# MATERIAL SHOWN
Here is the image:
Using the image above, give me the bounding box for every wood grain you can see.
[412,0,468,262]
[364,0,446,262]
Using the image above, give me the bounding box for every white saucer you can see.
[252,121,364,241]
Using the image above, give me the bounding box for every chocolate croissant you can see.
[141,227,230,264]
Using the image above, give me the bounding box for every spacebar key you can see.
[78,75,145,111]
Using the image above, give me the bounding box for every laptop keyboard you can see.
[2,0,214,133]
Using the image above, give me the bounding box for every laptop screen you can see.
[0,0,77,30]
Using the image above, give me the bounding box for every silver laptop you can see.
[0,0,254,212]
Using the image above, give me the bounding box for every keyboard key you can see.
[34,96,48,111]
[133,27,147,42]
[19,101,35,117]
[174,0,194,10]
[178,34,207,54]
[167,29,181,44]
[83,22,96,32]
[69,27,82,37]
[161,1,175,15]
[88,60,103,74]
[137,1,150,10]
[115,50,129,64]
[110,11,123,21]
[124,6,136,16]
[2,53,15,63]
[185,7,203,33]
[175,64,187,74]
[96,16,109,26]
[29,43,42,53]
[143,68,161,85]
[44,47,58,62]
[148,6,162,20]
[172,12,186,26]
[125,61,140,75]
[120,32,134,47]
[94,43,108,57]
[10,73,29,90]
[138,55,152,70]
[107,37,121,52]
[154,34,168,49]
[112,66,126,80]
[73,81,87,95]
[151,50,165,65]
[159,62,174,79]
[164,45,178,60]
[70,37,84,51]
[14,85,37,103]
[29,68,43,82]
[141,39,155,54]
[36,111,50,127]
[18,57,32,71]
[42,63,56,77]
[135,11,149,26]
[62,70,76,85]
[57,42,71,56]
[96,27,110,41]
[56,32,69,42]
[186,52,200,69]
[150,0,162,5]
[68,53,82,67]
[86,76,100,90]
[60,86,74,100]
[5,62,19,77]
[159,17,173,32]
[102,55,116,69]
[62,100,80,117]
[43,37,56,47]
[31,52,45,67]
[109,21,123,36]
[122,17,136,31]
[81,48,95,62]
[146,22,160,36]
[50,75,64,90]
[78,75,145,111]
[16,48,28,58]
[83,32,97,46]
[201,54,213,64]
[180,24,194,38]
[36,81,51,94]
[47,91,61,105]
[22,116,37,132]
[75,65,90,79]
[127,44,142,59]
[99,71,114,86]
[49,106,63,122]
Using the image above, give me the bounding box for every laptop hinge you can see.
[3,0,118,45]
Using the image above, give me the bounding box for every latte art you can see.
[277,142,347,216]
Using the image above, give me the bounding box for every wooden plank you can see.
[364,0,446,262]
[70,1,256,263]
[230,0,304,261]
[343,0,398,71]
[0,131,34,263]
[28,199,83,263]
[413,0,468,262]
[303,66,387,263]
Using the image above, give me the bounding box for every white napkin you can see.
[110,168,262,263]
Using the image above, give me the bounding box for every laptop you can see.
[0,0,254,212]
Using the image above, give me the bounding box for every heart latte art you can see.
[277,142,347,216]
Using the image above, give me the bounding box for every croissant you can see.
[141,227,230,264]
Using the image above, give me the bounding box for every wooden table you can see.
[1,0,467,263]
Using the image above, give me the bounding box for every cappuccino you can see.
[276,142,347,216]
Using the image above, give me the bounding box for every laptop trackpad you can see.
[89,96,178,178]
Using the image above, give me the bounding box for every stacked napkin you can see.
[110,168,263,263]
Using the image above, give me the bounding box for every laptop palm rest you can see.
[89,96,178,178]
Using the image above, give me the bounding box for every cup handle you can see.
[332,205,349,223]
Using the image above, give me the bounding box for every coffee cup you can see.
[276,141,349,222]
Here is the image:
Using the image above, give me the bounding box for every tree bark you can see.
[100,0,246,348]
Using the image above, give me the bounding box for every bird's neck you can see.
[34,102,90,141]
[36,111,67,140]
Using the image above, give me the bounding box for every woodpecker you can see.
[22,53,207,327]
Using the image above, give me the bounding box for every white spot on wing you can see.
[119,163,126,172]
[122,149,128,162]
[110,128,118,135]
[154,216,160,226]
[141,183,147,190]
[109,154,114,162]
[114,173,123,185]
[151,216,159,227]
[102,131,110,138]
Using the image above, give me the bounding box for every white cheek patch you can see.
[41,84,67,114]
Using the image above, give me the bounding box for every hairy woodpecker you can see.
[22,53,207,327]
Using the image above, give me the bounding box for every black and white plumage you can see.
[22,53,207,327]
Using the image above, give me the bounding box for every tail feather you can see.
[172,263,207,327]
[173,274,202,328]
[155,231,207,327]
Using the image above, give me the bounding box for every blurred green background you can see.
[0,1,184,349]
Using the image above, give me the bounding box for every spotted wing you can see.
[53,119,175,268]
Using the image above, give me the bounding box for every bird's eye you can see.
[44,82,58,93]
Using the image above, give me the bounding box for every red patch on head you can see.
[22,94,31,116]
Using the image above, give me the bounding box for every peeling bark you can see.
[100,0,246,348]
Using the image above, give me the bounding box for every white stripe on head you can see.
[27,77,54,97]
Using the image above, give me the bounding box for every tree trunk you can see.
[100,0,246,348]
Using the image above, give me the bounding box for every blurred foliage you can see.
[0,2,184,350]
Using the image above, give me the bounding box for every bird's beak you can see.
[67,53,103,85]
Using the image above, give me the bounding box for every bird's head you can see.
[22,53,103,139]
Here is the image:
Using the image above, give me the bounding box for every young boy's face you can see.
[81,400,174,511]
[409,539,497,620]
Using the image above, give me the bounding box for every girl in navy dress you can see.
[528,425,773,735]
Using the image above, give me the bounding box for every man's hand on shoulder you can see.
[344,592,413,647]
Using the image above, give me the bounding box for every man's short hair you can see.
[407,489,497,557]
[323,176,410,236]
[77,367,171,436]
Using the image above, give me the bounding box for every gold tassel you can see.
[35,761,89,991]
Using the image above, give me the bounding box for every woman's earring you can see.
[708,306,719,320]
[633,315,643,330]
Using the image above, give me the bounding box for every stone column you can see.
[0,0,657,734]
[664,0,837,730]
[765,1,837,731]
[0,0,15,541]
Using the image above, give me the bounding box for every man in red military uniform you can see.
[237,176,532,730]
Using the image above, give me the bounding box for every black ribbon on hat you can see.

# DESCRIPTION OF THE TASK
Print out the entire listing above without any change.

# RESPONSE TO THIS EXERCISE
Here is the image:
Using the image above, give me the bounding box for every wood grain you can see.
[412,0,468,262]
[364,0,446,262]
Using the image above, give me the bounding box for every white saucer you can see.
[252,121,364,241]
Using the image above, give me the bounding box for every chocolate croissant you can see.
[141,227,230,264]
Using the image above, give me the bounding box for every spacebar key you can see.
[78,75,145,111]
Using the image above, give me the bounding box for every laptop keyboard you can see.
[2,0,214,133]
Using the image above, give me the bounding box for every laptop screen you can see.
[0,0,77,30]
Using the image above, give me the bounding box for every silver laptop you can see.
[0,0,254,212]
Using the image above, give me the bounding box for every keyboard key you can see.
[34,96,48,111]
[133,27,147,42]
[19,101,35,117]
[174,0,194,10]
[178,34,207,54]
[167,29,181,44]
[83,22,96,32]
[69,27,82,37]
[161,1,175,15]
[88,60,103,74]
[137,1,150,10]
[115,50,129,64]
[110,11,123,21]
[124,6,136,16]
[2,53,15,63]
[185,7,203,33]
[175,64,187,74]
[96,16,109,26]
[29,43,42,53]
[143,68,161,85]
[44,47,58,62]
[148,6,162,20]
[172,12,186,26]
[125,61,140,75]
[120,32,134,47]
[94,43,108,57]
[10,73,29,90]
[138,55,152,70]
[107,37,121,52]
[154,34,168,49]
[112,66,126,80]
[73,81,87,95]
[151,50,165,65]
[159,62,174,79]
[164,45,178,60]
[70,37,84,51]
[14,85,37,103]
[29,68,43,82]
[141,39,155,54]
[36,111,50,127]
[18,57,32,71]
[42,63,56,77]
[135,11,149,26]
[62,70,76,85]
[57,42,71,56]
[96,27,110,41]
[56,32,69,42]
[186,52,200,69]
[150,0,162,5]
[68,53,82,67]
[86,76,100,90]
[60,86,74,100]
[5,62,19,77]
[159,17,173,32]
[102,55,116,69]
[62,100,80,117]
[43,37,56,47]
[31,52,45,67]
[109,21,123,36]
[122,17,136,31]
[81,48,95,62]
[146,22,160,36]
[50,75,64,90]
[78,75,145,111]
[16,48,28,58]
[83,32,97,46]
[201,54,213,64]
[180,24,194,38]
[36,81,51,94]
[47,91,61,105]
[22,116,37,132]
[75,65,90,79]
[127,44,142,59]
[99,71,114,86]
[49,106,63,122]
Using the image above, give me the bounding box for every laptop hinge you can see.
[3,0,118,45]
Using the image above, give me the bounding box for every latte art you can see.
[277,142,347,216]
Using the image above, give me the bounding box for every wooden plank you can see.
[364,0,446,262]
[70,1,256,263]
[230,0,304,261]
[343,0,398,71]
[0,131,34,263]
[28,199,83,263]
[413,0,468,262]
[303,66,387,263]
Using the image above, give me the bounding box for every white napkin you can see.
[110,168,262,263]
Using the image above, give me the bounding box for every laptop you can see.
[0,0,254,212]
Using the image above, give me the bounding box for every heart latte art you can see.
[277,142,347,216]
Using the image above, give me the bounding box for every croissant you can see.
[141,227,230,264]
Using the image above, give me the bounding box for every wooden table you can see.
[1,0,467,263]
Using the image above, give me the bounding box for every cappuccino you can see.
[276,142,347,216]
Using the image above, give me the bounding box for every laptop trackpad you can see.
[89,96,178,178]
Using the image above, give me the bounding box for every stacked napkin you can see.
[110,168,263,263]
Using the image above, give me the bounding box for every laptop palm rest you can see.
[89,96,178,178]
Using the image above, give me the bounding box for every cup handle you can see.
[332,205,349,223]
Using the image above, give me the bounding box for every coffee cup you can see.
[276,141,349,222]
Here is the image:
Using the image above, give me the bounding box for every tree bark you can see.
[100,0,246,348]
Using the image above, give me the bounding box for every bird's neck you can see.
[34,102,90,141]
[36,111,67,140]
Using the image above, give me the bounding box for every woodpecker you can see.
[22,53,207,327]
Using the image above, give me the bounding box for every white spot on wing you can see.
[119,163,126,172]
[122,149,128,162]
[110,128,118,135]
[154,216,160,226]
[141,183,147,190]
[109,154,114,162]
[114,173,123,185]
[151,216,159,227]
[102,131,110,138]
Using the image above, give me the bounding box for every white cheek patch you can see.
[41,84,67,114]
Using the image above, give me the bounding box for every hairy woodpecker you can see.
[22,53,207,327]
Using the image above, give me the bounding box for every black and white plumage you can see.
[22,53,207,327]
Using the image above, give me the bounding box for every tail feather you can see.
[172,263,207,327]
[173,274,202,328]
[155,231,207,327]
Using the image above, give me the bounding box for every blurred green background you can see.
[0,1,184,349]
Using the image above, give me the bounding box for every spotted wing you can see.
[53,119,175,268]
Using the image above, give me the bounding box for every bird's eye you can see.
[44,82,58,93]
Using the image above, give me the bounding box for every red patch on head you can see.
[22,94,31,116]
Using the image above, give me the bounding box for every peeling bark you can see.
[100,0,246,348]
Using the image above, give me the bounding box for every white stripe on head you can see.
[27,77,54,97]
Using the image above, give me the bounding box for every tree trunk you can see.
[100,0,246,348]
Using the image above, give me the bounding box for every blurred foliage you can see.
[0,2,184,350]
Using the image above, give me the bounding box for every bird's beak you can see.
[67,53,103,85]
Using the image above, give me the bounding box for every bird's head you can see.
[22,53,103,139]
Here is the image:
Using the image above, give me the bounding box for every young boy's face you can see.
[81,400,174,511]
[409,539,497,620]
Using the image above, give me the bounding box for every girl in navy dress you can see.
[528,425,773,735]
Using the image above, give me the bounding box for every man's hand on shoulder you can see.
[344,592,413,647]
Using the image above, give me the bounding box for every man's short hair you can see.
[407,489,497,557]
[323,176,410,236]
[77,367,171,436]
Using the image above, give me the bounding box for every gold tassel you can see.
[35,761,89,991]
Using the image above, give me the bounding box for every woman's earring you can see.
[708,306,719,320]
[633,315,643,330]
Using the image above, give me the bounding box for every stone column you can see.
[0,0,657,734]
[664,0,837,730]
[765,1,837,731]
[0,0,15,541]
Using the image above, give me the bounding box for every man in red military uniform you can see.
[237,176,532,730]
Using the image above, give me the bounding box for every black ribbon on hat you can see.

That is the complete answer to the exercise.